▶ **Stated task A**: Report every line of the records below that contains the word "uniform", and treat uppercase and lowercase letters as different.

▶ **Extracted text**:

· · · ·

# Any LBS with a good wheelbuilder around San Jose?



## Pierre (Jan 29, 2004)

I'm rebuilding a wheel with a new rim, I put everything in place but looking for somebody to tension the wheel for me.

Do you have a good experience with a LBS building a wheel for you? I'm interested. Not interested if this was just some self-proclaimed pro-mechanic who just changed a spoke and didn't even balance or stress-relieve the wheel. Thanks!


----------



## ebnash (Aug 20, 2007)

Rob @ Calabazas Cyclery in West San Jose. He is the owner of the shop and an ex BMX racer and current Downhill racer. He has built 3 sets of wheels for me, Mountain and Road and I have never had an issue. The road wheels he built for went for 1000's of miles before I sold the bike and never needed to be trued or tensioned again. Wheelbuilding is his passion and his work shows it...

Give him a call... I have been dealing with him and his dad for 16+ years.


----------



## equed (May 16, 2006)

Although they are not local, Wheelbuilder.com is worth a look. Expert service and great customer care. Huge fan.


----------



## Winters (Dec 4, 2011)

Does Palo Alto Bicycles still have that 5 ton wheel truing thingy in their shop ?

If so, it's worth the visit just to see the shop ....


----------

· · · ·

▶ **Stated task B**:
Answer these questions using the forum thread above about wheelbuilders near San Jose:
(i) Which shop does ebnash recommend, and where is it?
(ii) How many sets of wheels has Rob built for ebnash?
(iii) Which shop does Winters ask about?

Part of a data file
· · · ·

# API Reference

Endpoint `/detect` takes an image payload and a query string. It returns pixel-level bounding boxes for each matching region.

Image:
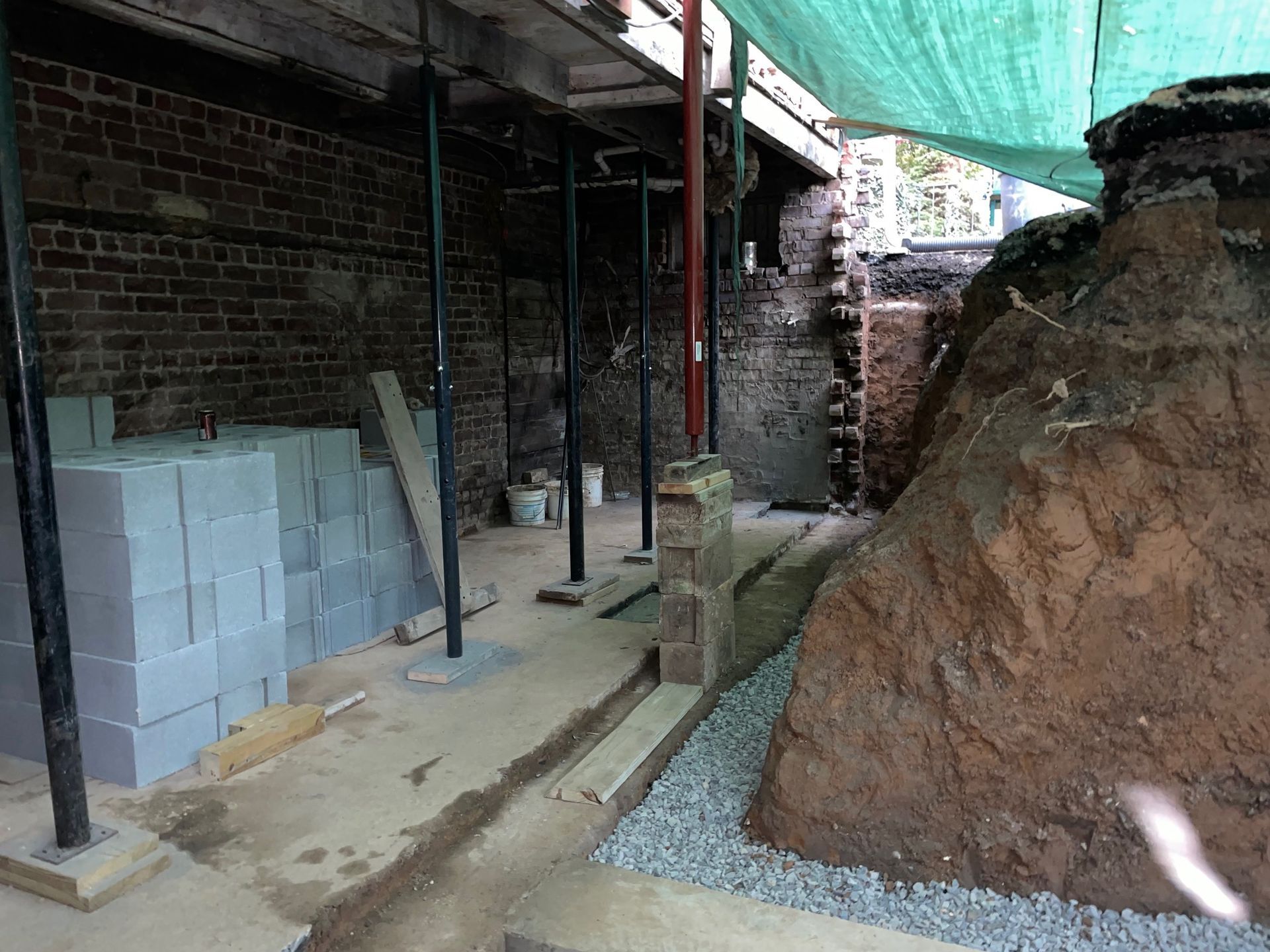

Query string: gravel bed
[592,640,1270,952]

· · · ·

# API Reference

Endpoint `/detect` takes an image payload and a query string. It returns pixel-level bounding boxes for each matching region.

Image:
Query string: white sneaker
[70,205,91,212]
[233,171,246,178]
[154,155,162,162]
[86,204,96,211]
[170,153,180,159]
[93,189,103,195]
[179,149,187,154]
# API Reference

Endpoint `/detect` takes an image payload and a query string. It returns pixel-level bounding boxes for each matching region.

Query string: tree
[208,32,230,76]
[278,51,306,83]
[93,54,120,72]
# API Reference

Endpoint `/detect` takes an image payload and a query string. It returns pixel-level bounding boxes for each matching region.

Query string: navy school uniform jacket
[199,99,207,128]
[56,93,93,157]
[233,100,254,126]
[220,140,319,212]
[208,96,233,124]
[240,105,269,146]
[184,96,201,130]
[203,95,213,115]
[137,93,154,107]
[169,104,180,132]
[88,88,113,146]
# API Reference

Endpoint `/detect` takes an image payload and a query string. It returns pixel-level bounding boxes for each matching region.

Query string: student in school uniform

· · · ·

▶ **Full solution A**:
Query string: navy school uniform jacket
Query string: student in school uniform

▶ **Full solution B**:
(i) Calabazas Cyclery, in West San Jose.
(ii) 3 sets.
(iii) Palo Alto Bicycles.